## Set problem
Update every one of the rows below by changing "Detection result" to "Boxes found" and leaving everything else as it is. Omit the pictures from your answer.

# # # # # # #

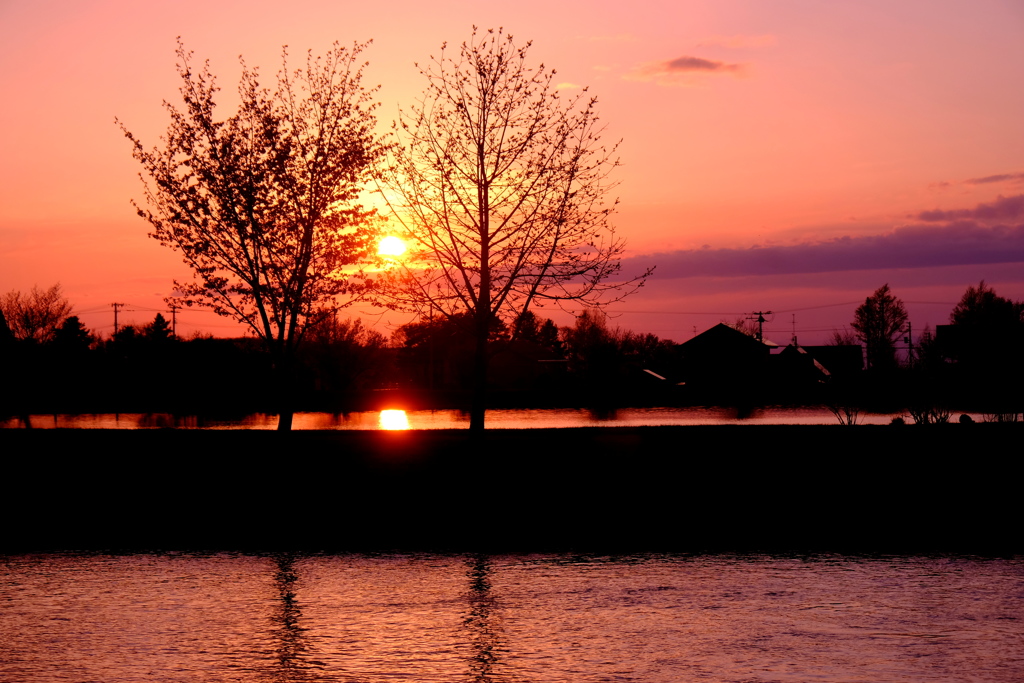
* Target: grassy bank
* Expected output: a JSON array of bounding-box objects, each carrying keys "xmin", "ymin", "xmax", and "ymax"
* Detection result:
[{"xmin": 0, "ymin": 424, "xmax": 1024, "ymax": 553}]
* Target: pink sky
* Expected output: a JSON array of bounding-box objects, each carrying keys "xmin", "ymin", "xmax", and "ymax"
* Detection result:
[{"xmin": 0, "ymin": 0, "xmax": 1024, "ymax": 343}]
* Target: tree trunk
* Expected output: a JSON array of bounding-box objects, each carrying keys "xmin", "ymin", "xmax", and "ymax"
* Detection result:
[
  {"xmin": 469, "ymin": 306, "xmax": 490, "ymax": 433},
  {"xmin": 273, "ymin": 352, "xmax": 295, "ymax": 431}
]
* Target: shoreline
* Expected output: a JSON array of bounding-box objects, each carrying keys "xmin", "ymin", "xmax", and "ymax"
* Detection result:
[{"xmin": 0, "ymin": 423, "xmax": 1024, "ymax": 554}]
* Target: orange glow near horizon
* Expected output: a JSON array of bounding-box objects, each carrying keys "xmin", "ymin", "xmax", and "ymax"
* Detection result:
[
  {"xmin": 377, "ymin": 234, "xmax": 406, "ymax": 256},
  {"xmin": 380, "ymin": 411, "xmax": 409, "ymax": 431}
]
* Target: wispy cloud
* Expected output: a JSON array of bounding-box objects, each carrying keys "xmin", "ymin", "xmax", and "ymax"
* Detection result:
[
  {"xmin": 928, "ymin": 173, "xmax": 1024, "ymax": 189},
  {"xmin": 623, "ymin": 54, "xmax": 742, "ymax": 85},
  {"xmin": 964, "ymin": 173, "xmax": 1024, "ymax": 185},
  {"xmin": 623, "ymin": 220, "xmax": 1024, "ymax": 280},
  {"xmin": 915, "ymin": 195, "xmax": 1024, "ymax": 223},
  {"xmin": 697, "ymin": 35, "xmax": 778, "ymax": 49},
  {"xmin": 582, "ymin": 33, "xmax": 637, "ymax": 43}
]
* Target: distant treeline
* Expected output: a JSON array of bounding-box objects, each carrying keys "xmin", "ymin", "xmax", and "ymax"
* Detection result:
[{"xmin": 0, "ymin": 283, "xmax": 1024, "ymax": 422}]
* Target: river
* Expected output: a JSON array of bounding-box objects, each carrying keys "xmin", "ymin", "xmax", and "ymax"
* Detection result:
[
  {"xmin": 0, "ymin": 553, "xmax": 1024, "ymax": 683},
  {"xmin": 0, "ymin": 405, "xmax": 954, "ymax": 429}
]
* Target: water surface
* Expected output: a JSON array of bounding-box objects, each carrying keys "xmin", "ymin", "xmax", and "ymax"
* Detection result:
[
  {"xmin": 0, "ymin": 405, "xmax": 929, "ymax": 429},
  {"xmin": 0, "ymin": 554, "xmax": 1024, "ymax": 683}
]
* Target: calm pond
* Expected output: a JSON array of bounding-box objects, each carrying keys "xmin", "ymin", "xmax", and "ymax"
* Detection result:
[{"xmin": 0, "ymin": 554, "xmax": 1024, "ymax": 683}]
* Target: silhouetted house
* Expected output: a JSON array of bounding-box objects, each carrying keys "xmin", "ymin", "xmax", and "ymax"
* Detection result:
[
  {"xmin": 934, "ymin": 323, "xmax": 1024, "ymax": 413},
  {"xmin": 679, "ymin": 323, "xmax": 774, "ymax": 401},
  {"xmin": 772, "ymin": 344, "xmax": 830, "ymax": 388},
  {"xmin": 803, "ymin": 344, "xmax": 864, "ymax": 378}
]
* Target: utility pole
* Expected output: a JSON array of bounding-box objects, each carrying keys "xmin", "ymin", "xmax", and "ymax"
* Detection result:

# # # # # # #

## Task result
* Target: grassy bank
* Expected output: a JSON array of bounding-box objects, each carrying keys "xmin", "ymin", "xmax", and "ymax"
* Boxes found:
[{"xmin": 0, "ymin": 424, "xmax": 1024, "ymax": 553}]
* Target: pink sky
* Expected output: a JSON array of bounding-box objects, each carrying keys "xmin", "ymin", "xmax", and "ymax"
* Boxes found:
[{"xmin": 0, "ymin": 0, "xmax": 1024, "ymax": 343}]
* Target: tree trunk
* Expected output: a JSON array of bounding-box objects, each carrying keys "xmin", "ymin", "xmax", and "ymax"
* Boxes found:
[
  {"xmin": 469, "ymin": 306, "xmax": 490, "ymax": 433},
  {"xmin": 273, "ymin": 352, "xmax": 295, "ymax": 431}
]
* Target: shoreline
* Expected output: a JSON array of bounding-box objects, each carrying keys "xmin", "ymin", "xmax", and "ymax"
* Boxes found:
[{"xmin": 0, "ymin": 423, "xmax": 1024, "ymax": 554}]
* Target: orange glow near horizon
* Expected output: a JSON array of bounding-box objects, each carrying keys "xmin", "ymin", "xmax", and "ymax"
* Boxes found:
[
  {"xmin": 377, "ymin": 234, "xmax": 406, "ymax": 256},
  {"xmin": 380, "ymin": 411, "xmax": 409, "ymax": 431}
]
* Target: wispy cloud
* Expected output: a JSON array of bounding-box objects, each carrying keys "xmin", "ymin", "xmax", and "ymax"
* Boxes found:
[
  {"xmin": 928, "ymin": 173, "xmax": 1024, "ymax": 189},
  {"xmin": 623, "ymin": 54, "xmax": 742, "ymax": 85},
  {"xmin": 964, "ymin": 173, "xmax": 1024, "ymax": 185},
  {"xmin": 623, "ymin": 220, "xmax": 1024, "ymax": 280},
  {"xmin": 915, "ymin": 195, "xmax": 1024, "ymax": 223},
  {"xmin": 697, "ymin": 35, "xmax": 778, "ymax": 49},
  {"xmin": 582, "ymin": 33, "xmax": 637, "ymax": 43}
]
* Target: distant treeline
* Expected output: a JSON array of bounding-box objects, each carrying keys "xmin", "ymin", "xmax", and "ymax"
* Boxes found:
[{"xmin": 0, "ymin": 283, "xmax": 1024, "ymax": 422}]
* Target: river
* Expected output: a JSON array of bounding-box objects, each carrying keys "xmin", "ymin", "xmax", and "ymax"
* Boxes found:
[
  {"xmin": 0, "ymin": 553, "xmax": 1024, "ymax": 683},
  {"xmin": 0, "ymin": 405, "xmax": 954, "ymax": 429}
]
* Target: water surface
* Expected output: a JSON array of bounding-box objects, each carrying keys "xmin", "ymin", "xmax", and "ymax"
* Boxes found:
[
  {"xmin": 0, "ymin": 405, "xmax": 929, "ymax": 429},
  {"xmin": 0, "ymin": 554, "xmax": 1024, "ymax": 683}
]
* Target: calm pond
* Expected output: a JSON array of bounding-box objects, each carrying keys "xmin", "ymin", "xmax", and "ymax"
* Boxes found:
[{"xmin": 0, "ymin": 554, "xmax": 1024, "ymax": 683}]
* Target: silhouetted house
* Expected output: a JSON array of bounding-box objects, each carrying keys "xmin", "ymin", "xmax", and "ymax"
* Boxes found:
[
  {"xmin": 934, "ymin": 323, "xmax": 1024, "ymax": 413},
  {"xmin": 679, "ymin": 323, "xmax": 774, "ymax": 401},
  {"xmin": 772, "ymin": 344, "xmax": 830, "ymax": 388},
  {"xmin": 803, "ymin": 344, "xmax": 864, "ymax": 378}
]
* Target: utility pole
* Expected output: a JSON array of bounding-box objects, each carrying keys "xmin", "ymin", "xmax", and "ymax"
* Boxes found:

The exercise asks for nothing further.